--- PROBLEM STATEMENT ---
Where a line in the material below has the string "with", please report it.

_ _ _ _ _ _ _

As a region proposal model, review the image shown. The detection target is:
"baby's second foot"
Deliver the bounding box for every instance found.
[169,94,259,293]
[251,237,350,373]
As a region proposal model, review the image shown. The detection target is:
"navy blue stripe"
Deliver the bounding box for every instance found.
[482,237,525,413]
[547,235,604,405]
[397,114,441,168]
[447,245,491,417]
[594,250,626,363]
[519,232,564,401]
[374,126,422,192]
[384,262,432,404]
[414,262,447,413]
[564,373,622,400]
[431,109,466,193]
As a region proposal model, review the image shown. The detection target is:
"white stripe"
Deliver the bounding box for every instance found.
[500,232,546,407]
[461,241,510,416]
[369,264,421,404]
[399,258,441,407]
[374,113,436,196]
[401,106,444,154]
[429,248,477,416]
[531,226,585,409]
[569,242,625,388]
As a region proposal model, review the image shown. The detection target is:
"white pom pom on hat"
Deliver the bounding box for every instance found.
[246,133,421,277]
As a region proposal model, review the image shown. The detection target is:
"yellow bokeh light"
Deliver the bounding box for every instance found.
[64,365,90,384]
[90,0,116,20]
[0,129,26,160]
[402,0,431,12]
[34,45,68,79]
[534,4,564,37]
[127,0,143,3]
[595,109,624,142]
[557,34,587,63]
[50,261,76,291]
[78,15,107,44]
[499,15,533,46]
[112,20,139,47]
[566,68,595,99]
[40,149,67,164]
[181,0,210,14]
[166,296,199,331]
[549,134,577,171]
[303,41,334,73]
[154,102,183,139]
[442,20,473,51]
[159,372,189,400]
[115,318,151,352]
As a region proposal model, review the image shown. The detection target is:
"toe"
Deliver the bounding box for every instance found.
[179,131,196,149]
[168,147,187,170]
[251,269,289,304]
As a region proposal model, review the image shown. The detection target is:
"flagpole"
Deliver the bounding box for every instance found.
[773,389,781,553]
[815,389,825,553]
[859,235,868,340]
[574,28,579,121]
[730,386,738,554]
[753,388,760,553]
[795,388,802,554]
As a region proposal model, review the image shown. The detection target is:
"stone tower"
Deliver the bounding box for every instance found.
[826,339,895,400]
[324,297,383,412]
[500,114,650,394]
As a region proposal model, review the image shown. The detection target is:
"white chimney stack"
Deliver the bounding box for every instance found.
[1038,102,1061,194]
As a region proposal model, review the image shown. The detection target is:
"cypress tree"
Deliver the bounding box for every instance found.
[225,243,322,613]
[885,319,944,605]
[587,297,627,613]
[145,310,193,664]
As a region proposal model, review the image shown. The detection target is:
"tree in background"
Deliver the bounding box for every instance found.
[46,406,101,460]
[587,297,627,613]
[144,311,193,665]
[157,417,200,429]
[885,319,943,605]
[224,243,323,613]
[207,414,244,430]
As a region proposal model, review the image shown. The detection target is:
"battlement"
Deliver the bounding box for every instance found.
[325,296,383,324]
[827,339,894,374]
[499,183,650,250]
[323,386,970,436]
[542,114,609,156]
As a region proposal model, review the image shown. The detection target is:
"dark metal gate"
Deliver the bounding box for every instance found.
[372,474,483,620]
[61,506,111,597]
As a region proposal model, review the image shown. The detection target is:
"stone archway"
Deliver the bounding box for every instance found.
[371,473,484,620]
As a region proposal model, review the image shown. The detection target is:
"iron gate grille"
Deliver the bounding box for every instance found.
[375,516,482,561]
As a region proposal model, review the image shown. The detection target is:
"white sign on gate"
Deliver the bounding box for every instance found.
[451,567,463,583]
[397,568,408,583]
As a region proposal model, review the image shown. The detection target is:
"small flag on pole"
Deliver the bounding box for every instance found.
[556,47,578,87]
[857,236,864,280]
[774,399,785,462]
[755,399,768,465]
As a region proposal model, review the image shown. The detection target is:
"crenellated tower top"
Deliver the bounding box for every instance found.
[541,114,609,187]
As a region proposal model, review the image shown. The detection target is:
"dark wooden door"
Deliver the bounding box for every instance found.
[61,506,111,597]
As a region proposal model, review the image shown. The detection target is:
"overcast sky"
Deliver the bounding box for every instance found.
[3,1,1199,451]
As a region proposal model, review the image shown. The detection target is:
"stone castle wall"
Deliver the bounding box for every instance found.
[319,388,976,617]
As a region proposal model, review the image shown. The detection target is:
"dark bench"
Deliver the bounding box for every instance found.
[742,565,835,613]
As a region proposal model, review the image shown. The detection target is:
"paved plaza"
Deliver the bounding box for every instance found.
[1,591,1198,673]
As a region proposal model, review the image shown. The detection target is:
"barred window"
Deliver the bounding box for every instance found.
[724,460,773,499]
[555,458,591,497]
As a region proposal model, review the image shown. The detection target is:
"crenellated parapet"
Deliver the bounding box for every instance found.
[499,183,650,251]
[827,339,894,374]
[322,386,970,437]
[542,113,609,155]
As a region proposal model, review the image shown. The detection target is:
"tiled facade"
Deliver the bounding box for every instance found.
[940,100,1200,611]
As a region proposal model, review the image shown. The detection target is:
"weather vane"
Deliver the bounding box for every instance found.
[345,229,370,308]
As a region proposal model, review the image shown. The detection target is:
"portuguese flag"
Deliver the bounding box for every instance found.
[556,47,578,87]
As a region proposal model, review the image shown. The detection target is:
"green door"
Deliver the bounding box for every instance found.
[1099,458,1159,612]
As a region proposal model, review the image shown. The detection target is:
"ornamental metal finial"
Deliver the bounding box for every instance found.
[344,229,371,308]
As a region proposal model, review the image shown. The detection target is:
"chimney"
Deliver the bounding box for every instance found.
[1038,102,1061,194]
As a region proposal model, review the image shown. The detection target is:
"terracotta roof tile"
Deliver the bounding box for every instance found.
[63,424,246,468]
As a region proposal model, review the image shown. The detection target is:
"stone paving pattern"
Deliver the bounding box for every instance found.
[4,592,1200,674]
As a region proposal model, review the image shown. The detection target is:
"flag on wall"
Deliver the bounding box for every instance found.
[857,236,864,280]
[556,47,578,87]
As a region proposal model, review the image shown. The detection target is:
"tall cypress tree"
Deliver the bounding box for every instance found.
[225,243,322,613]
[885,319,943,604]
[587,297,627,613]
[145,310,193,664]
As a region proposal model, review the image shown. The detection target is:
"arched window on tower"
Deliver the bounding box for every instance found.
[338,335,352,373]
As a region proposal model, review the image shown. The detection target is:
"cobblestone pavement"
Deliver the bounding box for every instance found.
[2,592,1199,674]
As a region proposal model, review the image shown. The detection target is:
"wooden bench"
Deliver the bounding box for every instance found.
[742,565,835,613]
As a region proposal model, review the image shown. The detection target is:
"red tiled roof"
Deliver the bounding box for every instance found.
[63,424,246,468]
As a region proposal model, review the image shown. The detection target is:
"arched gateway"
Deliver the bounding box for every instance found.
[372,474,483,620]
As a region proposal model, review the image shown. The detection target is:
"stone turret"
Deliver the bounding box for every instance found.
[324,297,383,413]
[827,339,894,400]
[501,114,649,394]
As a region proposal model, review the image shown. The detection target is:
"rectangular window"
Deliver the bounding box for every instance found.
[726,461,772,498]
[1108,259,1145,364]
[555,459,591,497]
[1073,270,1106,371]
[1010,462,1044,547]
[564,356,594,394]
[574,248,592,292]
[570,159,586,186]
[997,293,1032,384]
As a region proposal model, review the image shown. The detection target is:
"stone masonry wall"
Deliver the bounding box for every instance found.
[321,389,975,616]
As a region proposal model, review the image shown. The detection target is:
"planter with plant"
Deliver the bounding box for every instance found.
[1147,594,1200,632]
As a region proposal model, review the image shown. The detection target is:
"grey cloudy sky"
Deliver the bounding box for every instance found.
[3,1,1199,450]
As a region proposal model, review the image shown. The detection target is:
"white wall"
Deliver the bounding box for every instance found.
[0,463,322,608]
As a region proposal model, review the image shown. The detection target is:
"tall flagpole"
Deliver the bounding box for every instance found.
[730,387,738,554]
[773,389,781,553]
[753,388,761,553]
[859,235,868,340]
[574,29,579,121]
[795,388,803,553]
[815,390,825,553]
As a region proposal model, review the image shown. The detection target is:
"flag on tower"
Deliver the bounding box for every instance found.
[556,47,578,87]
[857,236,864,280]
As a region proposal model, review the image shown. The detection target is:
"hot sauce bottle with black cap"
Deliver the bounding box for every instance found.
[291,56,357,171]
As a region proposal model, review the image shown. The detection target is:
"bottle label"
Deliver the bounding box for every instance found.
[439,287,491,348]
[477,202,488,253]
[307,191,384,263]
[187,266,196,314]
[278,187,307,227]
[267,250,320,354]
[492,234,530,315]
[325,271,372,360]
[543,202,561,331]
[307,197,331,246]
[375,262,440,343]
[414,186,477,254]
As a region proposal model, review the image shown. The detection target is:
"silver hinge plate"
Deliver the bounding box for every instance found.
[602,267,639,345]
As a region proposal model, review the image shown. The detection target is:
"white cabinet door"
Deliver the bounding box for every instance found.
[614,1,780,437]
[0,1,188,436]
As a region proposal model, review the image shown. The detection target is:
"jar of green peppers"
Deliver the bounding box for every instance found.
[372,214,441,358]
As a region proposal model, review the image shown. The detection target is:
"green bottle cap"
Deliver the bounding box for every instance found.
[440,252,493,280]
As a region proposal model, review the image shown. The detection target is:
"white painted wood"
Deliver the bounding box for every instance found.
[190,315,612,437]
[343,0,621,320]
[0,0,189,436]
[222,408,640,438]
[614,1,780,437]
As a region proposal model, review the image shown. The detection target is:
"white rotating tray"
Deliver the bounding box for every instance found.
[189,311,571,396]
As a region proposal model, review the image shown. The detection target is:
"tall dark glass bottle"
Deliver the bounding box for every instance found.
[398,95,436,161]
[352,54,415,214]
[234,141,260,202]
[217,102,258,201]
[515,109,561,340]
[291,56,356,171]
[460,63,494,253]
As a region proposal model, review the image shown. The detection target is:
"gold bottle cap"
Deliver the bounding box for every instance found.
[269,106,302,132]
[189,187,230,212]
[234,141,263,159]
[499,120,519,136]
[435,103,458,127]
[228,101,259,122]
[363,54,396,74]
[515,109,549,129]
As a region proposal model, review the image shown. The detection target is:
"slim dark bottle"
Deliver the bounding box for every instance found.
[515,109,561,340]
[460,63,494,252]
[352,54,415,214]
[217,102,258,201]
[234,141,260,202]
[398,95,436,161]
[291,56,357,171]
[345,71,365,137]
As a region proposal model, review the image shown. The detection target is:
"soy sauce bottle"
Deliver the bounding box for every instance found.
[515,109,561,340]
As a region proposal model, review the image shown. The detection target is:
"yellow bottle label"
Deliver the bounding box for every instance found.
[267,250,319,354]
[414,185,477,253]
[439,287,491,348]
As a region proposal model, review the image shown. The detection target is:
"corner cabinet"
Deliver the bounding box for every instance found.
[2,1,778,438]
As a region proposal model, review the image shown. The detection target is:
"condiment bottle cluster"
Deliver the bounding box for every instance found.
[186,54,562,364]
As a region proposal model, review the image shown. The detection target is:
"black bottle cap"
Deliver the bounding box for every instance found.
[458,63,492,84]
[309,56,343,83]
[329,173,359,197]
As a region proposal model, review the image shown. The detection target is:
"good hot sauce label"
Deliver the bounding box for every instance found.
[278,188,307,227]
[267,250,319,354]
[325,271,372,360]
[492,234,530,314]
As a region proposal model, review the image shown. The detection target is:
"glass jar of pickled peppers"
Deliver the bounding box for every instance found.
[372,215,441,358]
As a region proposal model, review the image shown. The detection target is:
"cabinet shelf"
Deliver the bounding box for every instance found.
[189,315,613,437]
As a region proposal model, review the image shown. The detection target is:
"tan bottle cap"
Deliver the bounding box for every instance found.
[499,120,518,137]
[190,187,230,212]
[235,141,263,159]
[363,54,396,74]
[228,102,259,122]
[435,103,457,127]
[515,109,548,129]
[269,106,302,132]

_ _ _ _ _ _ _

--- SOLUTION FOR THIS TASK ---
"planter with plant"
"hot sauce bottle with black cap"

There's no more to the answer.